───── Supplied entries ─────
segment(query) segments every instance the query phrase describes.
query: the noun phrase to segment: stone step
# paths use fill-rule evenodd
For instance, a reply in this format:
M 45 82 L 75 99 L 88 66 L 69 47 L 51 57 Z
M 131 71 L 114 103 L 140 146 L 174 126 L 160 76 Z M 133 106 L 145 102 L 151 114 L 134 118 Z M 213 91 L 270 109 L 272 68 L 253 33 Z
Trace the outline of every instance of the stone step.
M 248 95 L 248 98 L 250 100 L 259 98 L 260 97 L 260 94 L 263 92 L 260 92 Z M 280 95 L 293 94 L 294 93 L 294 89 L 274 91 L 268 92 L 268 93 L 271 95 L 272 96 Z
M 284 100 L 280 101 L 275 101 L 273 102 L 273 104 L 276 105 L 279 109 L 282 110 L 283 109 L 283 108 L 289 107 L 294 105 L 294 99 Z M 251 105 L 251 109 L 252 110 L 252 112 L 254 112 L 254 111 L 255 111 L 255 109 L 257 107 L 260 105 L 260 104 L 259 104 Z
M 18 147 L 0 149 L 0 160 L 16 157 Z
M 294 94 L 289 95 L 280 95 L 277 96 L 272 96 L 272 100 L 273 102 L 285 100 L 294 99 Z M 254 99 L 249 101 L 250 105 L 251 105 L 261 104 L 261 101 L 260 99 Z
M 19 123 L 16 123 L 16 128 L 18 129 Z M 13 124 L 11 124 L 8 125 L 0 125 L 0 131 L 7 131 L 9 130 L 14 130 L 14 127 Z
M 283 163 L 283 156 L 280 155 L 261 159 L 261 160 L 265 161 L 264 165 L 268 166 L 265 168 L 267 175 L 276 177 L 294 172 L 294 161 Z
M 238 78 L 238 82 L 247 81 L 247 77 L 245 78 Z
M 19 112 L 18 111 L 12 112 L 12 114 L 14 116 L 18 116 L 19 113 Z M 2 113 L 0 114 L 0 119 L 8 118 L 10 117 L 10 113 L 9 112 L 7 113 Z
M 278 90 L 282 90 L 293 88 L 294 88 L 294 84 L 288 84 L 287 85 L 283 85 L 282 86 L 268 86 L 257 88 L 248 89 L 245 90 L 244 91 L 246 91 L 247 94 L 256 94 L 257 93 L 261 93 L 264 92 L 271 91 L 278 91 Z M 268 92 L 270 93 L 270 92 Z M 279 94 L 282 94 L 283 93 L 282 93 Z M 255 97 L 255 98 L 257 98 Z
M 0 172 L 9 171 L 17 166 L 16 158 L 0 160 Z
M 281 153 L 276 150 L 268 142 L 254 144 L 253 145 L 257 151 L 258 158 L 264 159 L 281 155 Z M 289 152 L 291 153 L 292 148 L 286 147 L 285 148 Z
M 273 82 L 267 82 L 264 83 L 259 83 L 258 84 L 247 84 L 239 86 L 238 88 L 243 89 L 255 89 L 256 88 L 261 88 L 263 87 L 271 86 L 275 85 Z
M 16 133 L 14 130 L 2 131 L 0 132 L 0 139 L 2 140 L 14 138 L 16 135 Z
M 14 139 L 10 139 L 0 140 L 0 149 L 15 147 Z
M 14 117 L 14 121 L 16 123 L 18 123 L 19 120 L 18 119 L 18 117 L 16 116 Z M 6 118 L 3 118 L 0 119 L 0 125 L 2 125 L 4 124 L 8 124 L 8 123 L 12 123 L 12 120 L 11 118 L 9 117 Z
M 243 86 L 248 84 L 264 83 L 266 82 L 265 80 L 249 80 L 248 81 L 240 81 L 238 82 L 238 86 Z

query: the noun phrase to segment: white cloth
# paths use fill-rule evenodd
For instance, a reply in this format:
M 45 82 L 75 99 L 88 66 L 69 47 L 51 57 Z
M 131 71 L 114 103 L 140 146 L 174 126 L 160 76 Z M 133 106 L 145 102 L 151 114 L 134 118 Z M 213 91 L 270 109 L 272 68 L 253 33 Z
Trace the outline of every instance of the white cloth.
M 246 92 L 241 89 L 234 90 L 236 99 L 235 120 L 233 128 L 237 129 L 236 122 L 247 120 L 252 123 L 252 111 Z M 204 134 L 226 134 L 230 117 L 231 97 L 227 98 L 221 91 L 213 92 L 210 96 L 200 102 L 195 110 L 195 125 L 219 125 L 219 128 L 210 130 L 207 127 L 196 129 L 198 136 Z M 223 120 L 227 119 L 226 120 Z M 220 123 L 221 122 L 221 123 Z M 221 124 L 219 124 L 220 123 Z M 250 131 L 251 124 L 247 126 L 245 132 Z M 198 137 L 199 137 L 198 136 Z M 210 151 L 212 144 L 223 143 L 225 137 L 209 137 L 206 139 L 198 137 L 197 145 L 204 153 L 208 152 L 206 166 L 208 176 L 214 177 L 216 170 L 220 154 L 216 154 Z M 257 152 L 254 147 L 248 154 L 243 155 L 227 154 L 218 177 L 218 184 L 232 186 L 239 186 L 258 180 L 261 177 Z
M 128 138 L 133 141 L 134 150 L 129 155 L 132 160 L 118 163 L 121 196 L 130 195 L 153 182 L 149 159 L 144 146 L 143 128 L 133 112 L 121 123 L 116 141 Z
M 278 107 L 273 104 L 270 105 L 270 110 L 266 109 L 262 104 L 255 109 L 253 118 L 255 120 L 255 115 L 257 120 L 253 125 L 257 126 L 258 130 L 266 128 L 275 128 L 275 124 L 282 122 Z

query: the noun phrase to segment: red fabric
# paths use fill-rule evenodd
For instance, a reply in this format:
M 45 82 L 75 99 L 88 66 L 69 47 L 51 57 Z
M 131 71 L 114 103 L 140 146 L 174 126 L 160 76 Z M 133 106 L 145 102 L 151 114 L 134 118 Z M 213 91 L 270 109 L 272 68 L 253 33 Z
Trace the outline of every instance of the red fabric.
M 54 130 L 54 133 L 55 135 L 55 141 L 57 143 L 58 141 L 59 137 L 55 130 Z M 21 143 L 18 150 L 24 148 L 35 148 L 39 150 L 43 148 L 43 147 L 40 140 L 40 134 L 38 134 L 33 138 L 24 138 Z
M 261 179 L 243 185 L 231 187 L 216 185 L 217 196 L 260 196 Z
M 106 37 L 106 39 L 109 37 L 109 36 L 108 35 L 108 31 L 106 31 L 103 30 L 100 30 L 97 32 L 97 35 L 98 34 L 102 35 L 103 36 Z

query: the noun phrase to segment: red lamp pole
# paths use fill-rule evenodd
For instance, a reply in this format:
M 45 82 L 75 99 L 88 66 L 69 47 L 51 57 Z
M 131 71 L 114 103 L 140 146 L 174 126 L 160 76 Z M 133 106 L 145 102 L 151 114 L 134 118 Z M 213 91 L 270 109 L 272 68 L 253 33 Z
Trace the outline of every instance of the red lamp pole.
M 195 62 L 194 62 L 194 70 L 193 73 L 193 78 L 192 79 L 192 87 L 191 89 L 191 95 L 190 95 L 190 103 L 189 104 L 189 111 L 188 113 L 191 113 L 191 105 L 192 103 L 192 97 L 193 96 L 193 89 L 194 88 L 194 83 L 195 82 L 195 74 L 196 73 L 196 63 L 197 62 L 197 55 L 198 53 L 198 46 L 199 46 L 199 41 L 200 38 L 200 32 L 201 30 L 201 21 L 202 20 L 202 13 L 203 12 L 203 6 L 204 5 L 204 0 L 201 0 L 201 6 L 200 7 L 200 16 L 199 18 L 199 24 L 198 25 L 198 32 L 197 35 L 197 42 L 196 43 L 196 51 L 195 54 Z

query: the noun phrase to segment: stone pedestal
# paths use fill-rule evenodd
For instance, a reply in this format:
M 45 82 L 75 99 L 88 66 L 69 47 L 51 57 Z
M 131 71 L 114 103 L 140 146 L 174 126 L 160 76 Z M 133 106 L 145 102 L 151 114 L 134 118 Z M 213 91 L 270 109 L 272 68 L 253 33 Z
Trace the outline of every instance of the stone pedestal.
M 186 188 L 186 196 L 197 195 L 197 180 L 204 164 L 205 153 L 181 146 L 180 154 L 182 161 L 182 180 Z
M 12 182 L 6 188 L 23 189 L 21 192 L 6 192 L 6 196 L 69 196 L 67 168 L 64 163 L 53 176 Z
─────
What you should do → Update the stretch from the line containing "query: the noun phrase to segment: red lamp" through the line containing "M 195 62 L 194", replacing "red lamp pole" with "street lamp" and leaving everything else unchanged.

Task answer →
query: the noun phrase to segment: street lamp
# paths use fill-rule evenodd
For instance, a reply in this format:
M 45 82 L 75 99 L 88 66 L 69 47 L 51 57 Z
M 131 71 L 114 103 L 140 146 L 174 126 L 160 76 Z M 133 106 L 145 102 L 151 114 L 134 118 Z M 213 91 L 270 109 L 272 68 L 253 33 Z
Trace the outline of every instance of the street lamp.
M 195 62 L 194 62 L 194 70 L 193 73 L 193 78 L 192 79 L 192 87 L 191 89 L 191 95 L 190 95 L 190 103 L 189 104 L 189 111 L 188 113 L 191 113 L 191 105 L 192 103 L 192 97 L 193 96 L 193 89 L 194 88 L 194 83 L 195 82 L 195 74 L 196 73 L 196 63 L 197 62 L 197 55 L 198 53 L 198 46 L 199 46 L 199 41 L 200 38 L 200 32 L 201 30 L 201 21 L 202 20 L 202 13 L 203 12 L 203 6 L 204 5 L 204 0 L 201 0 L 201 6 L 200 7 L 200 16 L 199 18 L 199 24 L 198 25 L 198 32 L 197 35 L 197 42 L 196 43 L 196 51 L 195 54 Z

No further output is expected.